# Challenger V8



## gmiller (Dec 20, 2018)

Just thought I would post the progress on my V8. Managed to finish the 8 pistons without destroying any of the castings. I am going to move on to the piston rings before the connecting rods. 



Greg


----------



## michael-au (Dec 20, 2018)

Looks good
do have any other photos of the build to share 
I have a set of the same castings so would be nice to see how you machine the parts

michael


----------



## e.picler (Dec 20, 2018)

Looks realy nice Greg!
What is this castings kit? Where could I get it?
Yes, more photos, photos

Edi


----------



## gmiller (Dec 23, 2018)

michael-au said:


> Looks good
> do have any other photos of the build to share
> I have a set of the same castings so would be nice to see how you machine the parts
> 
> michael


Have you started your engine yet? I started with the block, establishing the location of the cam and crankshaft. Attached is a picture of the fixture I used and the block in the fixture.


----------



## gmiller (Dec 23, 2018)

e.picler said:


> Looks realy nice Greg!
> What is this castings kit? Where could I get it?
> Yes, more photos, photos
> 
> Edi


This is the Challenger V8, I understand the castings are no longer available. My siblings and I purchased these for my Dad in the early 1970's. He passed away and never did much on them. I am the only machinist in the family so I get to work on them. Below is a picture of my block fixture and the block in the fixture.

▶ **EXTRACTED MATERIAL**:

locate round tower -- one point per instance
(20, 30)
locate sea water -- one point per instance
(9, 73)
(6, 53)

▶ **WHAT THIS EXERCISE ASKS**:
1 > In the Challenger V8 thread, which part does gmiller plan to make before the connecting rods?
2 > Write the next part of the Challenger V8 thread, continuing after its final sentence.

▶ **ANSWERS BELOW**:
1 > The piston rings.

2 >
----------



## e.picler (Dec 23, 2018)

Thank you Greg!
It will be a great project. I will follow with close interest.
Good luck on your building.

Edi


----------



## michael-au (Dec 24, 2018)

gmiller said:


> Have you started your engine yet? I started with the block, establishing the location of the cam and crankshaft. Attached is a picture of the fixture I used and the block in the fixture.
> View attachment 106357
> View attachment 106360



Hi
I have not started it yet am working on the Peewee
Still have a lot to learn before i start on the challenger


----------



## gmiller (Dec 25, 2018)

michael-au said:


> Hi
> I have not started it yet am working on the Peewee
> Still have a lot to learn before i start on the challenger


I guess I am jumping right in, I have built a Stuart steam engine and that is it. I have been in metal my whole working career from machinist to manager. Hopefully I have learned enough to get by. Got the piston rings made this past week.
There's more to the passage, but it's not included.